Entries supplied -
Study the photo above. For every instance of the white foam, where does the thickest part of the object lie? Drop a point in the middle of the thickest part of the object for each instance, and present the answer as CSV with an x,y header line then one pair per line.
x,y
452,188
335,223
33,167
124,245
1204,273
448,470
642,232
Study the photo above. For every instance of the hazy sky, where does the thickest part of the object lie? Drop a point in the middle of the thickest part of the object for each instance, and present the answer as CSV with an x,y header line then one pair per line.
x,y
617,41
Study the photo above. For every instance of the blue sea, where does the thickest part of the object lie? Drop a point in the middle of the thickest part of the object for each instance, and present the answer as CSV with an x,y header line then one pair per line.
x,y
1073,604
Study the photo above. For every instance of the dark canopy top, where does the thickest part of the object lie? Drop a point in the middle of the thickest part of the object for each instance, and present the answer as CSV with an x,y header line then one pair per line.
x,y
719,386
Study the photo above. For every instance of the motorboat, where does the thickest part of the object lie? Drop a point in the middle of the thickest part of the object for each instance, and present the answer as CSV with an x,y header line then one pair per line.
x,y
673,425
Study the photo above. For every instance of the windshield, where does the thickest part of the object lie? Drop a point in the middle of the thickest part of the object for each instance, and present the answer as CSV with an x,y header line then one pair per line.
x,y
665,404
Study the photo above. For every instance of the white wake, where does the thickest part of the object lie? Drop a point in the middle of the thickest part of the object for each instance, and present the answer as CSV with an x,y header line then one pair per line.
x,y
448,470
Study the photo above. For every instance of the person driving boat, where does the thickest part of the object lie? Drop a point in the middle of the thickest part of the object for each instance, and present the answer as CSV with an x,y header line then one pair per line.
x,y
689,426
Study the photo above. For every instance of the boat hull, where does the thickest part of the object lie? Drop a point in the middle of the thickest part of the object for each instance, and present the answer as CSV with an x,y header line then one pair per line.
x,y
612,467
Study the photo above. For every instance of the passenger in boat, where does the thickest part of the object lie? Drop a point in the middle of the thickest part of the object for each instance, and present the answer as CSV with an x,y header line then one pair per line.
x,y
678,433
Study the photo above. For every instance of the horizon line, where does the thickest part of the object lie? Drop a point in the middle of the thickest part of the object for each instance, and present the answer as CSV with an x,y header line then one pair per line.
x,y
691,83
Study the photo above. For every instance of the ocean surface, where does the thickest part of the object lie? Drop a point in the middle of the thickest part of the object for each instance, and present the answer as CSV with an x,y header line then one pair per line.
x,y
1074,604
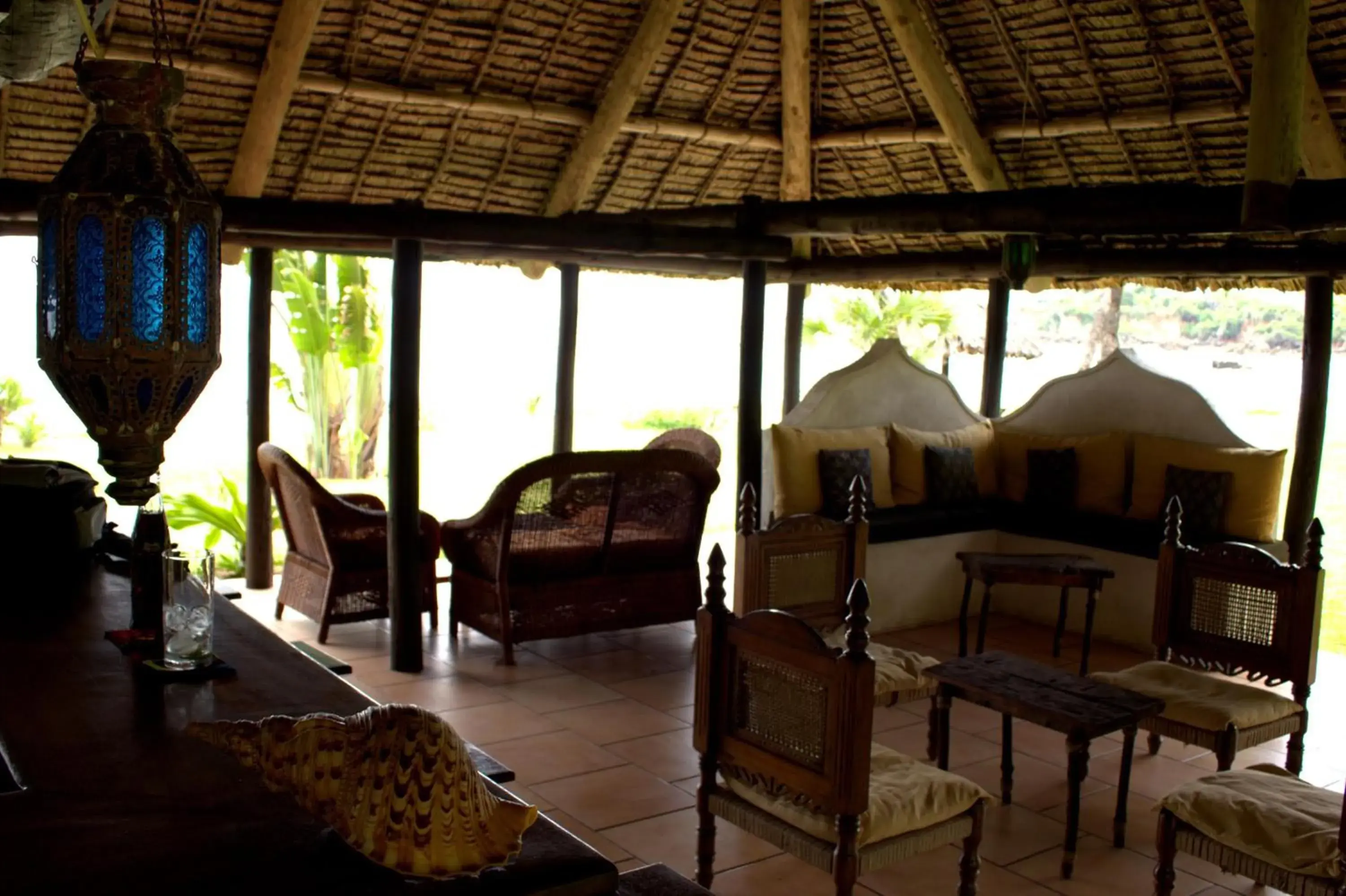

Directive - Set out every one of the lines above as a Markdown table with the columns "Row" and "Line", numbering the rows and skipping any blank lines. Keep the pictures out of the table.

Expected output -
| Row | Line |
|---|---|
| 1 | Study the photo above. For every instance of the white foam, where does the thickest part of the object lie? Drop a point in the middle of the thickest part of the object for each instance, and present the answer as CSV with an x,y header line then one pair per line. |
| 2 | x,y |
| 3 | 452,188 |
| 4 | 335,223 |
| 5 | 33,167 |
| 6 | 124,245 |
| 7 | 1204,273 |
| 8 | 448,470 |
| 9 | 642,232 |
| 10 | Study the photo above. For every instance of the hazy sky, where does the thickest part of the object lie? Drop a point in the middle of the thickest part of the object for each instance, and present the answer as CSV with an x,y header line then one pair per line. |
| 11 | x,y |
| 12 | 617,41 |
| 13 | Study the photo above. For every instance of the blue sea, where does the thickest part of the object lie? Drop a point in the middle of the thickest part of the object for each instance, and present the answer as CSV with an x,y header line then one pair per line. |
| 14 | x,y |
| 15 | 1073,604 |
| 16 | Study the photo above. For every instance of the dark canopy top, where does the thickest part of the object lie? Drop a point in the middle of the thickest part of the object for each instance, and present the answer as CSV with an x,y header line then one pair per line. |
| 17 | x,y |
| 18 | 719,386 |
| 19 | Study the photo above. For every instance of the motorboat, where does the thickest part of the object lie? Drop a point in the middle of the thickest part of the object for each instance, and present the answer as CSV with an x,y header line then one pair per line. |
| 20 | x,y |
| 21 | 673,425 |
| 22 | Study the photo above. For every instance of the windshield, where does the thickest part of the object lie? Drop a point in the middle of the thickest part of the object for each instance, and present the answer as CSV with an x,y header line then one pair per line. |
| 23 | x,y |
| 24 | 665,404 |
| 25 | Study the photo above. For every instance of the white wake, where does the thickest part of the object lie? Drop a point in the middle of the thickest part of the object for each instance, and present the answer as CSV with an x,y header line then one pair per line. |
| 26 | x,y |
| 27 | 448,470 |
| 28 | Study the photo above. For every instance of the person driving boat, where does the thickest part of the object lie? Drop a point in the middle of the thickest part of the object for each instance, and present the answer as CSV with an x,y header line then one pair per line. |
| 29 | x,y |
| 30 | 689,426 |
| 31 | Study the photo above. For every instance of the boat hull, where does the thickest part of the object lie? Drop a point in the middle of the thickest part of the object for each instance, and present the answer as CSV with an x,y header line then one pair per line. |
| 32 | x,y |
| 33 | 612,467 |
| 34 | Study the photo above. For every instance of the passenger in boat, where does the thickest part of the object lie? Drop a point in the middle of the thickest part of the object for each instance, and present the answer as CSV with an x,y header line then one pair per line. |
| 35 | x,y |
| 36 | 678,433 |
| 37 | Study the photo above. For every instance of the horizon line, where does the thickest part of the object lie? Drop a point in the middle of the thickest part of the object for each instance, and present the answer as CSV with an x,y header line then one pair per line. |
| 38 | x,y |
| 39 | 691,83 |
| 40 | Study the photo above. For every instance of the ocean surface, where does the thickest part of the object lie? Drop a point in the middle of the thickest part of the object for each instance, and present the answer as CSV with an x,y header line then one pair per line. |
| 41 | x,y |
| 42 | 1074,604 |